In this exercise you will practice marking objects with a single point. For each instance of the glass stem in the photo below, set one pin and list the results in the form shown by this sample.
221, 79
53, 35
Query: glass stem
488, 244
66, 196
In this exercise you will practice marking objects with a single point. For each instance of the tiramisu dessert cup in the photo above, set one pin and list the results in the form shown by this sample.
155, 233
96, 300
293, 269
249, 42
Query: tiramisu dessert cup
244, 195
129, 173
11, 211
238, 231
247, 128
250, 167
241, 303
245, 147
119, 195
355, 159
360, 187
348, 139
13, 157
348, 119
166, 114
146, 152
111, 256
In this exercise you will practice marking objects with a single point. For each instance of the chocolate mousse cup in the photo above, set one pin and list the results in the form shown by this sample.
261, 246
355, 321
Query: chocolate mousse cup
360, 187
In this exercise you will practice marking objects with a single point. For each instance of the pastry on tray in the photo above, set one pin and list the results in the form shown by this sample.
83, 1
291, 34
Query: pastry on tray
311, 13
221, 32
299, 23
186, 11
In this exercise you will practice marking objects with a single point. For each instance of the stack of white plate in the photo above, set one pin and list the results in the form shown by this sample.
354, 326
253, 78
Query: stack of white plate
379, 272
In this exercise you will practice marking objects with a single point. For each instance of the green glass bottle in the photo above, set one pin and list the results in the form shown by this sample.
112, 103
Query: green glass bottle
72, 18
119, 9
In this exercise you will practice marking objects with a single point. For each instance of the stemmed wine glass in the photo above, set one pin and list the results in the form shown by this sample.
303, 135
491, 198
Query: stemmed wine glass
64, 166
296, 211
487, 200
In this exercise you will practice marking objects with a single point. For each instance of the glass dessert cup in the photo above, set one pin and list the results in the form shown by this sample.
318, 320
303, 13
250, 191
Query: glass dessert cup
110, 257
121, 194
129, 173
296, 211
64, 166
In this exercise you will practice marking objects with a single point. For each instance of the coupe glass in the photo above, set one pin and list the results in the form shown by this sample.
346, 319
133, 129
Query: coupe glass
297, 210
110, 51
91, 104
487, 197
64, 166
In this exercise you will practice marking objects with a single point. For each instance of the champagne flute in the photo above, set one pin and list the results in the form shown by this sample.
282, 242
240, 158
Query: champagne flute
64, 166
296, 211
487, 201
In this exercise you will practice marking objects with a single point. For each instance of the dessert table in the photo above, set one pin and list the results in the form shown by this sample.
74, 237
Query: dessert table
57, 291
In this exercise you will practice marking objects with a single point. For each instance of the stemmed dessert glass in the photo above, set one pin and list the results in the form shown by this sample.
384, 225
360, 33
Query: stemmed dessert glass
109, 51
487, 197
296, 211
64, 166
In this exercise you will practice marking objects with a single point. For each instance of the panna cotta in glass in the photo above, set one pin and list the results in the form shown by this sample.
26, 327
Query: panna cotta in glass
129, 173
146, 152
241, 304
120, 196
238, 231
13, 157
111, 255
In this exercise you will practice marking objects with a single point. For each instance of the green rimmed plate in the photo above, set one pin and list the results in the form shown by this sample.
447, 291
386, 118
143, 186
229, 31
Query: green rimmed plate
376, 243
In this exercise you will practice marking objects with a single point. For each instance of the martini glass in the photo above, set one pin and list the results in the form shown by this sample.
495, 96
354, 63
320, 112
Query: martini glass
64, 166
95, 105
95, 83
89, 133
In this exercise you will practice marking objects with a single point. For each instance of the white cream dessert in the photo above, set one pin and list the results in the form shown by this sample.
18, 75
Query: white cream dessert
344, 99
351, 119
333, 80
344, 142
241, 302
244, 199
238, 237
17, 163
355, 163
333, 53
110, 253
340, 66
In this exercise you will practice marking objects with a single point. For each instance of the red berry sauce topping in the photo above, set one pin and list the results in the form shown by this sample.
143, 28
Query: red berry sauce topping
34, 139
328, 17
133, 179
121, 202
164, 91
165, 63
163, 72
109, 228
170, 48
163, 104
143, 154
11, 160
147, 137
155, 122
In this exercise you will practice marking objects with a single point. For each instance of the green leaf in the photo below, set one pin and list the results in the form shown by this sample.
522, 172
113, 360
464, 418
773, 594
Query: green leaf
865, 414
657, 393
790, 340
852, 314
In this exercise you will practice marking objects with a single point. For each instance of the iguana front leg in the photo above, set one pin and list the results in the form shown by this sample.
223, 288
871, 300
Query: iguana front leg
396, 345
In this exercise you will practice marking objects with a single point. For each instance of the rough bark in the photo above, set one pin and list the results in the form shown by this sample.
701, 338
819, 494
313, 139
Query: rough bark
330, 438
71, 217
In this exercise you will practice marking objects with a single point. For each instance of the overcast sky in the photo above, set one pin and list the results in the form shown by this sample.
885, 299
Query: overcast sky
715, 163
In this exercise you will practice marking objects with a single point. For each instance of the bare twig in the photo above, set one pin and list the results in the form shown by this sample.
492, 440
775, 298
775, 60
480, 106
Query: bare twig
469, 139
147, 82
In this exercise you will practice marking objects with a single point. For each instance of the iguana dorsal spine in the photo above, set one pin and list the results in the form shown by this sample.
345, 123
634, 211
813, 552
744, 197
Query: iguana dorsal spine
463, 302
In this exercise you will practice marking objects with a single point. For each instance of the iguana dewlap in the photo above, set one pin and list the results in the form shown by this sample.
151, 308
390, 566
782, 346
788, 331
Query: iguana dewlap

_Work required:_
Every record above must be duplicated exactly.

_Written answer:_
In this exercise you will practice marking objects with a single point. For each instance of the glass stem in the photo below, set one pin and list the results in the form shown by this sample.
221, 79
53, 35
Query: glass stem
488, 244
66, 196
In this exercise you will practice marking objects with a single point. For each instance of the tiramisu dessert cup in the photo above, set one pin and list the results in the form shown by this sample.
155, 233
96, 300
293, 269
249, 42
Query: tiramisu dessert cup
244, 195
129, 173
11, 211
238, 231
247, 128
250, 167
241, 303
245, 147
119, 195
355, 159
360, 187
348, 139
13, 157
348, 119
166, 114
146, 152
111, 256
In this exercise you will practice marking objects with a single point. For each instance of the chocolate mousse cup in the photo above, set one pin and list the results in the form shown by this sample.
261, 246
355, 321
Query: chocolate mousse cup
360, 187
In this exercise you will practice marking objects with a single point. For each instance of the pastry on tray in the photo above, set one pin and list the results in the form shown by this sample.
83, 1
291, 34
Query: pastry on tray
311, 13
221, 32
299, 23
186, 11
In this exercise you will practice marking objects with a single point. For each instance of the stack of white plate in the photo above, set one pin and list the results in the form shown by this sample.
354, 326
253, 78
Query: stack of white plate
379, 272
In this exercise you will practice marking objects with a single point. For each instance of the green glass bottle in the photo above, set one pin and list the results in the form shown by this sample.
112, 103
Query: green glass bottle
72, 18
119, 9
In this exercise you will practice marking objects with a single point. For each instance of the stemmed wine glass in the photo above, set one pin and list the results in the form shown by this sample.
303, 135
491, 198
Query: stemmed wine glass
64, 166
296, 211
487, 200
In this exercise you will practice marking objects with a single point. For each instance of the glass dessert cup in the photo above, set one pin and list the results in the form shown by this sample.
318, 320
303, 13
250, 191
Query: glass dessert cup
110, 257
121, 194
129, 173
296, 211
64, 166
In this exercise you will practice marking objects with a single point. For each instance of the coupe glass in the photo above, set one pin and list the results in the form shown by this sample.
346, 319
133, 129
Query: coupe glass
297, 210
110, 51
91, 104
487, 197
64, 166
In this exercise you will practice marking objects with a single point. For each instance of the champagne flute in the photo above, set one pin and list the results in the form shown by this sample.
282, 242
240, 158
Query: champagne flute
64, 166
296, 211
487, 201
In this exercise you will practice marking objects with a single point. For each instance of the dessert table in the photo above, set one pin and list the results in the form shown by this sample.
74, 237
Query: dessert table
57, 291
In this exercise you will practice marking objects with a single point. For each instance of the stemmed dessert glass in the photo above, set one pin and list the results in the form shown by this sample.
384, 225
360, 33
Query: stemmed dessert glass
109, 51
487, 197
296, 211
64, 166
In this exercise you will practice marking objects with a single point. For each instance of the panna cotta in glass in the photo above, set one pin and list the results in the form shown by this sample.
26, 327
Query: panna cotta in glass
129, 173
146, 152
241, 304
120, 196
238, 231
13, 157
111, 255
In this exercise you will practice marking objects with a single point. For each instance of the green rimmed plate in the photo above, set one pin and list the results in the form shown by this sample.
447, 291
386, 118
143, 186
229, 31
Query: green rimmed plate
376, 243
In this exercise you will practice marking objects with a single point. For each instance of the martini glass in the photo above, set one pin and list the results in the form shown by this sample.
495, 96
354, 63
320, 112
Query: martini glass
64, 166
95, 105
95, 83
89, 133
In this exercise you will practice marking objects with a single point. For each instance of the white cream dessert in the photo above, set one pin and list the results in the form shown by this sample.
18, 75
Query: white cream dessert
344, 99
351, 119
333, 80
344, 142
241, 302
244, 199
238, 237
17, 163
355, 163
333, 53
110, 253
340, 66
In this exercise you will practice marking objects with a single point. For each instance of the red berry sauce topping in the photo above, set one pin and list the results in the form shown by this sample.
143, 28
Query: red berry sauce topping
34, 139
328, 17
133, 179
121, 202
164, 91
165, 63
163, 72
109, 228
170, 48
163, 104
143, 154
11, 160
147, 137
155, 122
In this exercise you will practice marking objects with a single point. For each instance of the green leaf in the photo below, set one pin and list the results in the form shown by this sample.
522, 172
113, 360
464, 418
773, 594
Query: green leaf
865, 414
657, 393
790, 340
852, 314
In this exercise you will practice marking objects with a single point. For each instance of the iguana front leg in the photo above, set one pin and list the results in the form shown by this sample.
223, 288
871, 300
Query: iguana front leg
396, 345
In this exercise you will practice marking objects with a single point. For each instance of the rough bark in the photo above, set one pin and list the results in the form shown by this sample.
701, 338
819, 494
313, 139
Query: rough bark
330, 438
71, 217
In this exercise you will practice marking objects with a single point. For each instance of the overcast sky in the photo above, set one pin and list the results in the form shown by this sample.
885, 299
Query: overcast sky
715, 163
In this exercise you will practice marking objects with a single point. For each instance of the bare twig in the photo above, set one pin and list the results in the form shown by this sample.
492, 440
775, 298
775, 60
480, 106
Query: bare twig
469, 139
147, 82
In this exercise you will practice marking objects with a single point. For each instance of the iguana dorsal spine in the photo above, set one pin and list the results in the form shown by this sample.
345, 123
634, 211
813, 552
744, 197
Query: iguana dorsal spine
463, 302
In this exercise you will practice marking objects with a single point. For each instance of the iguana dewlap in the photo above, set one pin and list the results in the form shown by this sample.
151, 308
390, 566
782, 346
788, 331
Query: iguana dewlap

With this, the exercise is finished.